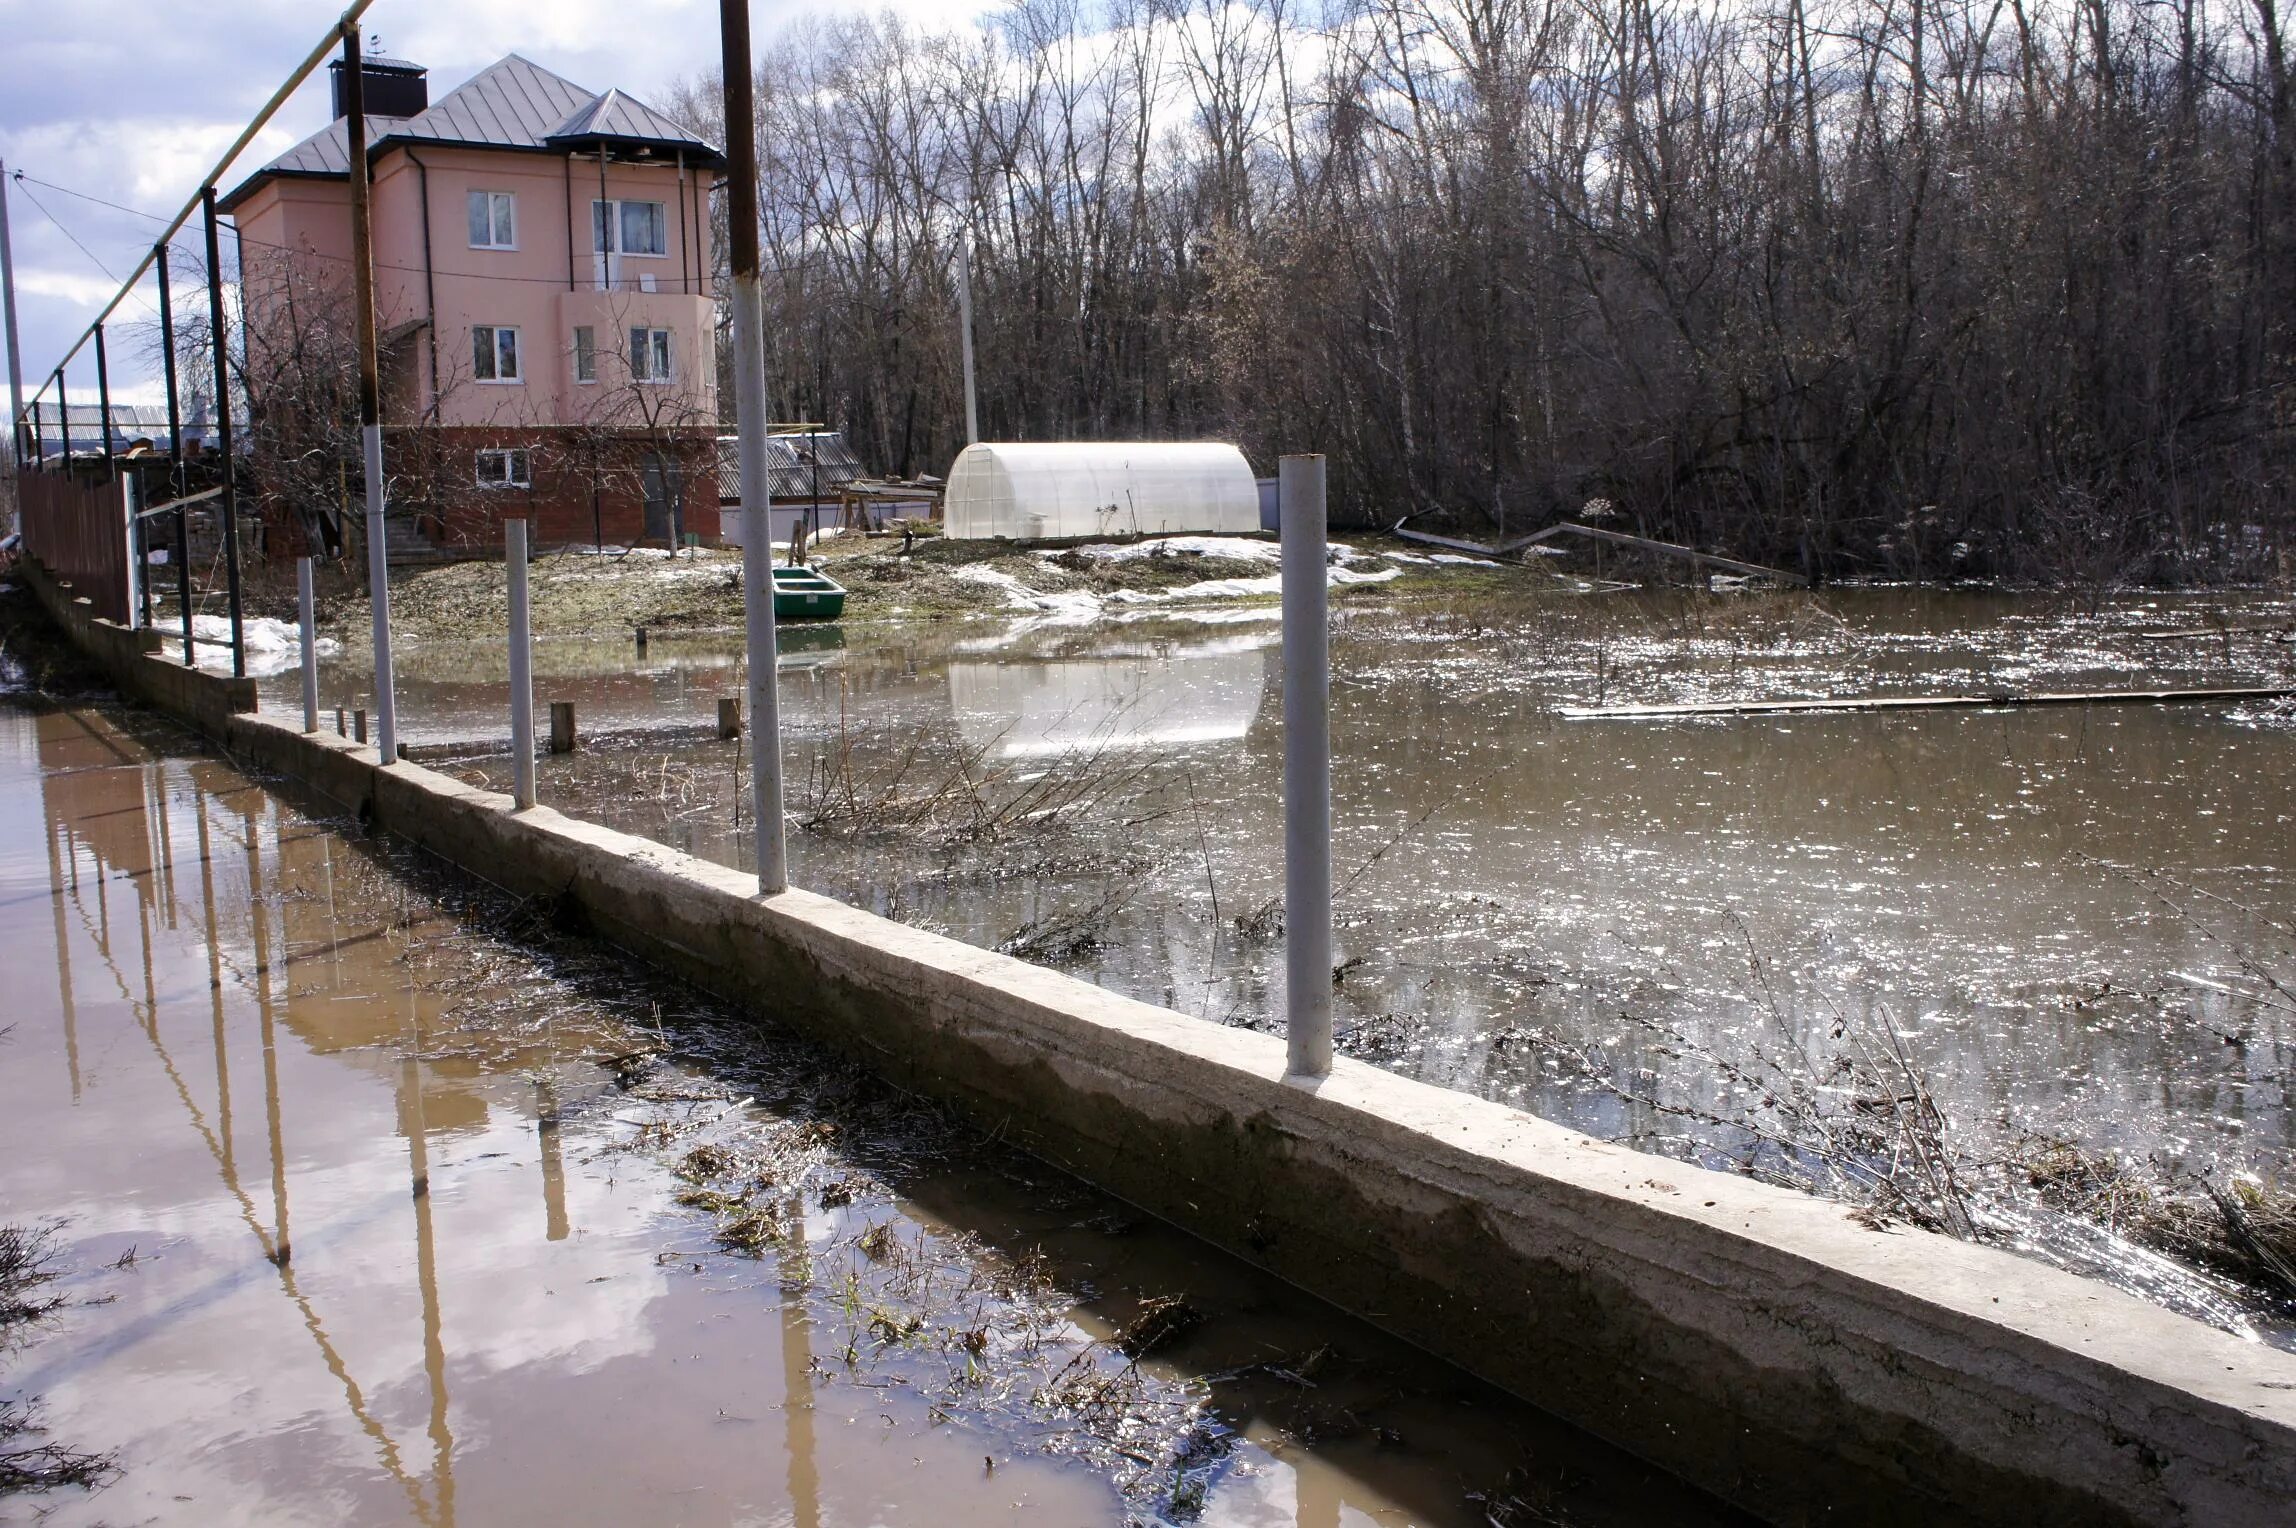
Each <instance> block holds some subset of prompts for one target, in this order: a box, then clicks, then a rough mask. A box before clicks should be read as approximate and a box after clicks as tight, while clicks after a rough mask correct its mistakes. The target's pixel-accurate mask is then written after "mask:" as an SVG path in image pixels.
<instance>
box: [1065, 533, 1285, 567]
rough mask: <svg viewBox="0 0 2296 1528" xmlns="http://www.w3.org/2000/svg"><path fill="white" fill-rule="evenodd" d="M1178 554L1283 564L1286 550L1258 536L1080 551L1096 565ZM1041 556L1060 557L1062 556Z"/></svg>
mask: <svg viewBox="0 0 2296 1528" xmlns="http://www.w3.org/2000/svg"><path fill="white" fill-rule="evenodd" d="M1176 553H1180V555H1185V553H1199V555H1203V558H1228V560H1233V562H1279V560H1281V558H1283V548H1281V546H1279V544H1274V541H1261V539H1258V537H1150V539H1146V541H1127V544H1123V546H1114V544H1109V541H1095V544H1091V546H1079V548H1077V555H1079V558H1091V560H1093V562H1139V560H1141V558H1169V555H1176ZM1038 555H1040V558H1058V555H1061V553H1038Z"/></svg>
------------------------------
The material must be restated verbatim. Its pictures must be omitted.

■ **Answer space**
Each <instance> block holds some subset of prompts for one target, in this order: a box, then clicks, then a rough mask. A box before clicks should be read as approximate and a box after clicks as tight, while clicks after a rough mask correct its mistakes. The target's pixel-accurate mask is then written after "mask:" as an SVG path in image pixels.
<instance>
box: [1065, 533, 1285, 567]
rough mask: <svg viewBox="0 0 2296 1528" xmlns="http://www.w3.org/2000/svg"><path fill="white" fill-rule="evenodd" d="M1178 554L1283 564L1286 550L1258 536L1080 551L1096 565ZM1041 556L1060 557L1062 556Z"/></svg>
mask: <svg viewBox="0 0 2296 1528" xmlns="http://www.w3.org/2000/svg"><path fill="white" fill-rule="evenodd" d="M1176 553H1180V555H1185V553H1199V555H1203V558H1228V560H1233V562H1279V560H1281V558H1283V548H1281V546H1279V544H1274V541H1261V539H1258V537H1150V539H1146V541H1127V544H1123V546H1114V544H1109V541H1095V544H1091V546H1079V548H1077V555H1079V558H1091V560H1093V562H1139V560H1141V558H1169V555H1176ZM1038 555H1040V558H1058V555H1061V553H1038Z"/></svg>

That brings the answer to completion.